Challenge a
In the rows below, copy out word for word the part that opens with the line containing "of the snow" and closes with the line containing "of the tall", both lines included.

Excerpt
● ● ●

Bruce Zoecklein honored with emeritus status

Bruce Zoecklein

Bruce Zoecklein

BLACKSBURG, Va., Oct. 29, 2010 – Bruce Zoecklein, professor of food science and technology in the College of Agriculture and Life Sciences at Virginia Tech, has been conferred the “professor emeritus” title by the Virginia Tech Board of Visitors.

The title of emeritus may be conferred on retired professors and associate professors, administrative officers, librarians, and exceptional staff members who are specially recommended to the board of visitors by Virginia Tech President Charles W. Steger. Nominated individuals who are approved by the board of visitors receive an emeritus certificate from the university.

A member of the Virginia Tech community since 1985, Zoecklein has made significant contributions as head of the Enology-Grape Chemistry Group through research, teaching, and Extension.

● ● ●

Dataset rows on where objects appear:

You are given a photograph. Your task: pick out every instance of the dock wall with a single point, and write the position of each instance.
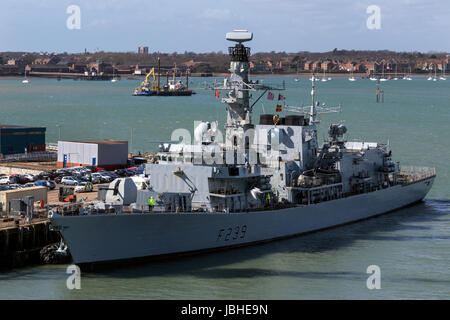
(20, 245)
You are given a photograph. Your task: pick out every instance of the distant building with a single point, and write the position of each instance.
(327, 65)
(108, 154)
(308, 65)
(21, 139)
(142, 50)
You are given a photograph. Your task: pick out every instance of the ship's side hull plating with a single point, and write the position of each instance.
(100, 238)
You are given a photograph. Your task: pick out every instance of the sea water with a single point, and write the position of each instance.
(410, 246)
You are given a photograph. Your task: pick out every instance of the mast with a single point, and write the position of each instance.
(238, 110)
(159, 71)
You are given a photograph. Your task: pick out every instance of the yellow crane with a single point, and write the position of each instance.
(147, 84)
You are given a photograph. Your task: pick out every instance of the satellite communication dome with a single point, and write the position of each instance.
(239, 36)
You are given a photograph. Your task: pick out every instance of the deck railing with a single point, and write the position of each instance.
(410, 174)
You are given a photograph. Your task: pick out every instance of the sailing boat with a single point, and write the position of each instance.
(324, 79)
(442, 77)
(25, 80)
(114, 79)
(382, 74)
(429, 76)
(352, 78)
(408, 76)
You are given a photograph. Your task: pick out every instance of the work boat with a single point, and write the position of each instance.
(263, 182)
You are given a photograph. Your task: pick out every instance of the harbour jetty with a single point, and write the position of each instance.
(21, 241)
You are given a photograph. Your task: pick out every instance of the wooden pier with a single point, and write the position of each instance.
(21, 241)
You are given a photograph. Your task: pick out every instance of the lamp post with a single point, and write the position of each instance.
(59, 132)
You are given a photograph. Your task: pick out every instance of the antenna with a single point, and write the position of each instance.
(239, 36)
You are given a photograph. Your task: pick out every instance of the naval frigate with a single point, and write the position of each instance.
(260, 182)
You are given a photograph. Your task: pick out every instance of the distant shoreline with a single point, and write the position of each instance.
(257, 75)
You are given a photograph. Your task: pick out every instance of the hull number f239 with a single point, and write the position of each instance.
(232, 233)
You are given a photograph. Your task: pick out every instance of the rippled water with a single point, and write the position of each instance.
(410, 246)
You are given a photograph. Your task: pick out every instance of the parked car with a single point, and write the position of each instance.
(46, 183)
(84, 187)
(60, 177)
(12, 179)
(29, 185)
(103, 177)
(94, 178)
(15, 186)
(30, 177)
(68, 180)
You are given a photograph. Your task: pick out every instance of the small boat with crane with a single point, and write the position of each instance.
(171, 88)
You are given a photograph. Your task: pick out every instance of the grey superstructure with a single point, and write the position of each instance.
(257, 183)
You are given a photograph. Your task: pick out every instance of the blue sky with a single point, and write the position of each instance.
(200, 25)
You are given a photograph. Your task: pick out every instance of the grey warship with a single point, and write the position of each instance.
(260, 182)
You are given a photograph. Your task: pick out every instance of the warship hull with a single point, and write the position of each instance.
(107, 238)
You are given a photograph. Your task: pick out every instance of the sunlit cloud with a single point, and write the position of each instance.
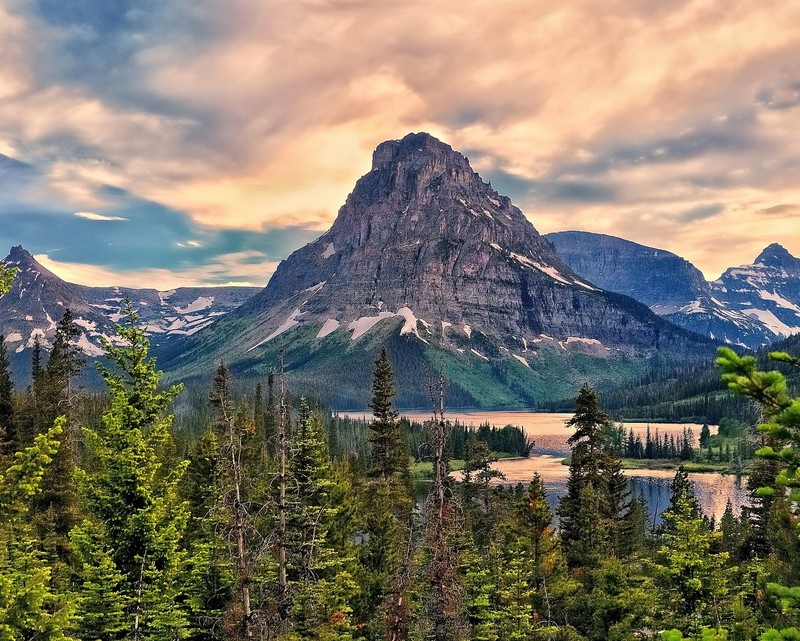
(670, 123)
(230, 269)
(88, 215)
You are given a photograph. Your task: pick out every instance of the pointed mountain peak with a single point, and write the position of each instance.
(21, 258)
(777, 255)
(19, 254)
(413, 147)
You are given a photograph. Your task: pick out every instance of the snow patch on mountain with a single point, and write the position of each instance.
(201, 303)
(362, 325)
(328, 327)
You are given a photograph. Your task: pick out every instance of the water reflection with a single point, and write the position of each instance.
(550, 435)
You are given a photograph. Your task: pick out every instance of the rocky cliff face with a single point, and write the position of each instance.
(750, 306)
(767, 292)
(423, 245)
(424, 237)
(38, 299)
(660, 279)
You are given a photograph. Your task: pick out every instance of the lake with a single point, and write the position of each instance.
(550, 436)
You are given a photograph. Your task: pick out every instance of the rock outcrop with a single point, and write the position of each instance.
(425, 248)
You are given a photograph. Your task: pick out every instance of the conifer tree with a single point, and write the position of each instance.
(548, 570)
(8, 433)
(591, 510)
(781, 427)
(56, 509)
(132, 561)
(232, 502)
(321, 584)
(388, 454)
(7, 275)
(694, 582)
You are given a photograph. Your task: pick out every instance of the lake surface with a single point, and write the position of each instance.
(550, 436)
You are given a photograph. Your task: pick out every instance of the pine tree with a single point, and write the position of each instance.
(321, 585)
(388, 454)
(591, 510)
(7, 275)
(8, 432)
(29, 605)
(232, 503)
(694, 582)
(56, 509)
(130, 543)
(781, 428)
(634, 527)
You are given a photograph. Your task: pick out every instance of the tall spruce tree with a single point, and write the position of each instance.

● ● ●

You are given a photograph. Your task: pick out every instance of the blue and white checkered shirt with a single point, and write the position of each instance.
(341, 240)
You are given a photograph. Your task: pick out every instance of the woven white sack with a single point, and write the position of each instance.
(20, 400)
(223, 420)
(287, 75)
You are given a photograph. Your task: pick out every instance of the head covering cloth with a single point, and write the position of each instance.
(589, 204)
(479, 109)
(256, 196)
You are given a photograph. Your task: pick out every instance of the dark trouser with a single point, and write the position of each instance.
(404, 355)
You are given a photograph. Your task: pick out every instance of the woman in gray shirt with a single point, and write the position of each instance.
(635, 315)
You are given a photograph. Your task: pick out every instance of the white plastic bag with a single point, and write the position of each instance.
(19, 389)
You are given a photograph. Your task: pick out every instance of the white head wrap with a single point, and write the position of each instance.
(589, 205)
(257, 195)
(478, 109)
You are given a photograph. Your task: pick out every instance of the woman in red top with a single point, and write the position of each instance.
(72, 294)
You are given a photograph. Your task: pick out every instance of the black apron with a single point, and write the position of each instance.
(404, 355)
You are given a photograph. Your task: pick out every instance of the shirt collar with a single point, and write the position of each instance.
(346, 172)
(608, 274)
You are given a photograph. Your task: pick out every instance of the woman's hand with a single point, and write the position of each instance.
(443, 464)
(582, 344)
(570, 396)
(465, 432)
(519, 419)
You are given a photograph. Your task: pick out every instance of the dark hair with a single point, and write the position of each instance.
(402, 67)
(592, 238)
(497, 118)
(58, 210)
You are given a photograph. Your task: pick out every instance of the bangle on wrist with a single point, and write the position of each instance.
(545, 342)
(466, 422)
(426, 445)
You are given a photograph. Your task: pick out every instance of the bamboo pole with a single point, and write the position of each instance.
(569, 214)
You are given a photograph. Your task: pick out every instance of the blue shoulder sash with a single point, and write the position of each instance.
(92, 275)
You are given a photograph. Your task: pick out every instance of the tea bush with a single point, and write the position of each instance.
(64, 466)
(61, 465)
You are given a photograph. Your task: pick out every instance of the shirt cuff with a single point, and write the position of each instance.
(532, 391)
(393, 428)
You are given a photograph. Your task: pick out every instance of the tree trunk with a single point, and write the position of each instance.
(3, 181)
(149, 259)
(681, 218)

● ● ●

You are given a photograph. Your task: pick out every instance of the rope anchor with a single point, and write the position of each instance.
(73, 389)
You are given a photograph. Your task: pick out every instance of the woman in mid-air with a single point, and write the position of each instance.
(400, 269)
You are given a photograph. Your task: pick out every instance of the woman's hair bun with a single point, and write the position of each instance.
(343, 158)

● ● ●

Challenge b
Render this sentence from the emeritus announcement above in Spanish: "Nominated individuals who are approved by the board of visitors receive an emeritus certificate from the university."

Final answer a
You are given a photograph. Your task: pick out every instance of the snow patch on mountain with a single point, and write the position of each instance.
(201, 303)
(362, 325)
(328, 327)
You are given a photograph. Your task: pick out every instance of the water reflection with a single point, and write the position of each instance.
(550, 435)
You are given a photograph. Your task: pick out every instance of the rocky cliff face with a single point, and write the position of each instance.
(750, 306)
(767, 292)
(423, 245)
(424, 237)
(38, 299)
(660, 279)
You are given a photograph. Your task: pick out every instance of the lake with a single point, and write the position of each instance.
(550, 436)
You are given a photograph. Your task: pick out every instance of the rock outcrop with a single point, and write the position of each instance.
(425, 248)
You are given a photograph. Your task: pick out every instance of the conifer tree with a single point, and write the position of each instance.
(548, 570)
(8, 433)
(591, 510)
(781, 427)
(56, 509)
(132, 561)
(232, 502)
(321, 584)
(388, 454)
(7, 275)
(694, 582)
You are given a photograph. Your task: pick out every instance of the lake surface with a single point, and write the position of each instance.
(550, 436)
You are given a photograph. Your task: pick out every instance of the pine tree with a single point, and write the position of each instance.
(321, 585)
(388, 454)
(591, 510)
(7, 275)
(8, 432)
(29, 605)
(232, 503)
(694, 582)
(56, 509)
(130, 543)
(781, 428)
(634, 527)
You are given a photograph. Your task: pick out every instance of the tall spruce tree with a single point, and write the position of each instance.

Final answer b
Las personas nominadas que son aprobadas por la junta de visitantes reciben un certificado de emérito de la universidad.